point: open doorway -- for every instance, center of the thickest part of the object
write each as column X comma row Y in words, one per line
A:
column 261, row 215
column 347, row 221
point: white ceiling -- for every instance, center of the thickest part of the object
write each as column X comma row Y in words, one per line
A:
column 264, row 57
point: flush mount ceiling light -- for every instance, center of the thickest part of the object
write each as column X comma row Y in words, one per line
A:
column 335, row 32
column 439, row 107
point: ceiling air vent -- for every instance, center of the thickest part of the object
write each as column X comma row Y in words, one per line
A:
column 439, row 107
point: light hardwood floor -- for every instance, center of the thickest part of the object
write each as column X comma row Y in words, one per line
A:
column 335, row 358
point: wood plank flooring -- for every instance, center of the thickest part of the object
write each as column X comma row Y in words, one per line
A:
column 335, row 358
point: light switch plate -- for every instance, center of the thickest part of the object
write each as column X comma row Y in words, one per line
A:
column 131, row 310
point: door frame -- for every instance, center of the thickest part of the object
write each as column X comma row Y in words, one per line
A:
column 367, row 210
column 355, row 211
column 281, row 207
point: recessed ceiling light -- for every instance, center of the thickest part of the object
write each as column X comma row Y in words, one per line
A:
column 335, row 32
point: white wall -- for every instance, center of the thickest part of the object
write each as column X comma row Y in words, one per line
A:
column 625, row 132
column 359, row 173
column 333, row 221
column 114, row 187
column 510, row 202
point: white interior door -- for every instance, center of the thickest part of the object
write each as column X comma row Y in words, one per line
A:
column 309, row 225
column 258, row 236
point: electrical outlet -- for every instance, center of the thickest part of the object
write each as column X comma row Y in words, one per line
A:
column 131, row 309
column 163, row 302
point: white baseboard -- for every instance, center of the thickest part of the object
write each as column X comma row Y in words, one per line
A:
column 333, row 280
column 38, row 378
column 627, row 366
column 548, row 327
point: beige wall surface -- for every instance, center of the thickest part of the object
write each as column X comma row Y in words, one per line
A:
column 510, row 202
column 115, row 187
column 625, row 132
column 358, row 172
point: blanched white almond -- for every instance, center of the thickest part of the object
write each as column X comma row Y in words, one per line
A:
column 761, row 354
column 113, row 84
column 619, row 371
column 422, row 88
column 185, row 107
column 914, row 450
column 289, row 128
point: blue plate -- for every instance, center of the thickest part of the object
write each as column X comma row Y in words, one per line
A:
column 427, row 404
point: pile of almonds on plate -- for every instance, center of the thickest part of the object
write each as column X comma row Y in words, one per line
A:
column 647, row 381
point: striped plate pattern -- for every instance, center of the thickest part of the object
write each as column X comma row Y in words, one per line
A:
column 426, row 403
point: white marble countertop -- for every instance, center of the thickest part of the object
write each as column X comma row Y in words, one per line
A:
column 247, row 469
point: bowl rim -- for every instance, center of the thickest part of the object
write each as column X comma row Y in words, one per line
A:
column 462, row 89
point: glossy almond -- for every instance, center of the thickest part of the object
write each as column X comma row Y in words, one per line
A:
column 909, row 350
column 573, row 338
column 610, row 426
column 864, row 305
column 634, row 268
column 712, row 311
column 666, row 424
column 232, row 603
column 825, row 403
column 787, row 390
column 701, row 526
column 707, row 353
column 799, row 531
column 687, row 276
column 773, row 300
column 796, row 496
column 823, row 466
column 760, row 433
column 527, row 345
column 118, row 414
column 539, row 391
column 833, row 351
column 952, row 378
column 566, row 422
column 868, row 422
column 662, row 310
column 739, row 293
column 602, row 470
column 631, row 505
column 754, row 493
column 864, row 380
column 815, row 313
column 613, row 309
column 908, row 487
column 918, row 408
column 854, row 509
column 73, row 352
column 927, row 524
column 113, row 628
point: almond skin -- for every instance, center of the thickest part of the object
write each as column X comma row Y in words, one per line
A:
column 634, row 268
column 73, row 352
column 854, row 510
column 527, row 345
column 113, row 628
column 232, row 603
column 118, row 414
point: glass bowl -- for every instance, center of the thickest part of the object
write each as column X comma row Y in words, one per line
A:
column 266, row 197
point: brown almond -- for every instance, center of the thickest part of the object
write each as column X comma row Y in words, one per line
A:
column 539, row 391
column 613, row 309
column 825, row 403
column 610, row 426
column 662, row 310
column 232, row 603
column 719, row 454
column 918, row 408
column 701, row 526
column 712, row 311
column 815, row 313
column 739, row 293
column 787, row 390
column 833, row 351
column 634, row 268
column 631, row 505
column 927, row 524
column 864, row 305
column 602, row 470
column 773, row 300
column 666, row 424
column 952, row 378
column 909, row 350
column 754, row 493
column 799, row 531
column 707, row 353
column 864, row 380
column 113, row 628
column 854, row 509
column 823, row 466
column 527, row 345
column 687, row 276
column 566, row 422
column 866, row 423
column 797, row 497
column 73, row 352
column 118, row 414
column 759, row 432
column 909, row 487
········
> [PROBLEM TO SOLVE] Turn every line of the listing above into a Markdown table with the columns "Number" and "Line", one row per line. Skip any blank lines.

> [EXERCISE OUTPUT]
| Number | Line |
|---|---|
| 1 | point: open doorway -- for every instance, center of the thickest part of the object |
| 2 | write each as column X comma row Y in words, one per line |
| 3 | A: |
| 4 | column 261, row 215 |
| 5 | column 347, row 221 |
| 6 | point: white ceiling -- for every instance, center of the thickest part of the object |
| 7 | write each as column X comma row Y in words, one per line |
| 8 | A: |
| 9 | column 264, row 57 |
| 10 | point: flush mount ceiling light -- for every instance, center of the thickest part of the object |
| 11 | write each as column X comma row Y in words, one per line |
| 12 | A: |
| 13 | column 335, row 32 |
| 14 | column 439, row 107 |
| 15 | point: ceiling air vent -- for every instance, center of the thickest part of the object |
| 16 | write each as column X comma row Y in words, one per line |
| 17 | A: |
| 18 | column 439, row 107 |
| 19 | point: light hardwood floor -- for every instance, center of the thickest part of the object |
| 20 | write each as column X comma row Y in words, one per line |
| 21 | A: |
| 22 | column 335, row 358 |
| 23 | point: wood plank flooring -- for every instance, center of the thickest part of the object |
| 24 | write each as column X comma row Y in words, one per line |
| 25 | A: |
| 26 | column 335, row 358 |
| 27 | point: light switch plate -- for every instance, center of the thickest part of the object |
| 28 | write each as column X comma row Y in words, one per line |
| 29 | A: |
| 30 | column 131, row 310 |
| 31 | point: door frame -- for every instance, center of the thickest part of the object |
| 32 | write each as column X comma row Y in words, one per line |
| 33 | A: |
| 34 | column 367, row 210 |
| 35 | column 355, row 211 |
| 36 | column 281, row 207 |
| 37 | point: recessed ceiling light -- for every instance, center of the thickest part of the object |
| 38 | write each as column X comma row Y in words, one per line |
| 39 | A: |
| 40 | column 335, row 32 |
| 41 | point: white wall -- for every instance, center of the thickest part of the object |
| 42 | write each as column X comma row Y in words, one per line |
| 43 | A: |
| 44 | column 625, row 132 |
| 45 | column 359, row 173 |
| 46 | column 333, row 221 |
| 47 | column 114, row 187 |
| 48 | column 510, row 202 |
| 49 | point: white interior door -- for every instance, center of the thickest part of the object |
| 50 | write each as column X comma row Y in words, one per line |
| 51 | A: |
| 52 | column 309, row 225 |
| 53 | column 258, row 236 |
| 54 | point: electrical outlet -- for every instance, center of the thickest part of the object |
| 55 | write each as column X comma row Y in words, one per line |
| 56 | A: |
| 57 | column 131, row 309 |
| 58 | column 163, row 302 |
| 59 | point: white baseboard -- for every instance, center of the thickest part of the object |
| 60 | write each as column X comma row Y in words, one per line |
| 61 | A: |
| 62 | column 333, row 280 |
| 63 | column 38, row 378 |
| 64 | column 627, row 366 |
| 65 | column 548, row 327 |
| 66 | point: beige wall surface -- for every instance, center of the thickest part of the object |
| 67 | write each as column X comma row Y in words, one per line |
| 68 | A: |
| 69 | column 510, row 202 |
| 70 | column 115, row 187 |
| 71 | column 625, row 132 |
| 72 | column 358, row 172 |
| 73 | point: blanched white almond -- for every instance, center of the thickest part of the object |
| 74 | write each as column X comma row Y in words, one per line |
| 75 | A: |
| 76 | column 761, row 354 |
| 77 | column 113, row 84 |
| 78 | column 619, row 371 |
| 79 | column 422, row 88 |
| 80 | column 185, row 107 |
| 81 | column 914, row 450 |
| 82 | column 289, row 128 |
| 83 | point: blue plate -- for every instance, center of the thickest part of the object |
| 84 | write each as column X comma row Y in words, one per line |
| 85 | A: |
| 86 | column 427, row 404 |
| 87 | point: pile of almonds on plate -- for every instance, center of the thickest part of the object |
| 88 | write each as column X comma row Y in words, one per line |
| 89 | A: |
| 90 | column 647, row 381 |
| 91 | point: striped plate pattern -- for every instance, center of the thickest part of the object |
| 92 | write each as column X comma row Y in words, one per line |
| 93 | A: |
| 94 | column 426, row 403 |
| 95 | point: white marble countertop -- for every instance, center of the thickest part of the object |
| 96 | write each as column X comma row Y in words, one per line |
| 97 | A: |
| 98 | column 247, row 469 |
| 99 | point: bowl rim -- for every instance, center of the thickest part of the object |
| 100 | write each as column X comma row Y in words, one per line |
| 101 | A: |
| 102 | column 462, row 89 |
| 103 | point: glossy almond -- for every instance, center of the thickest part of the object |
| 104 | write each as column X comma row Y in words, one per line |
| 105 | A: |
| 106 | column 909, row 350 |
| 107 | column 573, row 338 |
| 108 | column 610, row 426 |
| 109 | column 864, row 305 |
| 110 | column 634, row 268 |
| 111 | column 712, row 311 |
| 112 | column 666, row 424 |
| 113 | column 232, row 603 |
| 114 | column 825, row 403 |
| 115 | column 787, row 390 |
| 116 | column 701, row 526 |
| 117 | column 707, row 353 |
| 118 | column 799, row 531 |
| 119 | column 687, row 276 |
| 120 | column 773, row 300 |
| 121 | column 796, row 496 |
| 122 | column 823, row 466 |
| 123 | column 760, row 433 |
| 124 | column 527, row 345 |
| 125 | column 118, row 414 |
| 126 | column 539, row 391 |
| 127 | column 833, row 351 |
| 128 | column 952, row 378 |
| 129 | column 566, row 422 |
| 130 | column 868, row 422 |
| 131 | column 662, row 310 |
| 132 | column 739, row 293 |
| 133 | column 602, row 470 |
| 134 | column 631, row 505 |
| 135 | column 754, row 493 |
| 136 | column 864, row 380 |
| 137 | column 815, row 313 |
| 138 | column 613, row 309 |
| 139 | column 908, row 487 |
| 140 | column 918, row 408 |
| 141 | column 854, row 509 |
| 142 | column 73, row 352 |
| 143 | column 927, row 524 |
| 144 | column 113, row 628 |
| 145 | point: almond skin -- for every instance, center of the thickest part of the object |
| 146 | write each as column X comma row Y in words, one per line |
| 147 | A: |
| 148 | column 634, row 268 |
| 149 | column 73, row 352 |
| 150 | column 854, row 510 |
| 151 | column 527, row 345 |
| 152 | column 113, row 628 |
| 153 | column 232, row 603 |
| 154 | column 118, row 414 |
| 155 | point: glass bowl -- for every instance, center of the thickest part of the object |
| 156 | write each as column X comma row Y in words, one per line |
| 157 | A: |
| 158 | column 266, row 197 |
| 159 | point: brown almond -- for every instance, center of the thickest part of the object |
| 160 | write each as column X comma row Y in words, one per line |
| 161 | A: |
| 162 | column 539, row 391 |
| 163 | column 613, row 309 |
| 164 | column 825, row 403 |
| 165 | column 610, row 426 |
| 166 | column 662, row 310 |
| 167 | column 232, row 603 |
| 168 | column 719, row 454 |
| 169 | column 918, row 408 |
| 170 | column 701, row 526 |
| 171 | column 712, row 311 |
| 172 | column 815, row 313 |
| 173 | column 739, row 293 |
| 174 | column 787, row 390 |
| 175 | column 833, row 351 |
| 176 | column 634, row 268 |
| 177 | column 631, row 505 |
| 178 | column 927, row 524 |
| 179 | column 864, row 305 |
| 180 | column 602, row 470 |
| 181 | column 773, row 300 |
| 182 | column 666, row 424 |
| 183 | column 952, row 378 |
| 184 | column 909, row 350 |
| 185 | column 754, row 493 |
| 186 | column 799, row 531 |
| 187 | column 707, row 353 |
| 188 | column 864, row 380 |
| 189 | column 113, row 628 |
| 190 | column 854, row 509 |
| 191 | column 823, row 466 |
| 192 | column 527, row 345 |
| 193 | column 687, row 276 |
| 194 | column 566, row 422 |
| 195 | column 866, row 423 |
| 196 | column 797, row 497 |
| 197 | column 73, row 352 |
| 198 | column 118, row 414 |
| 199 | column 759, row 432 |
| 200 | column 909, row 487 |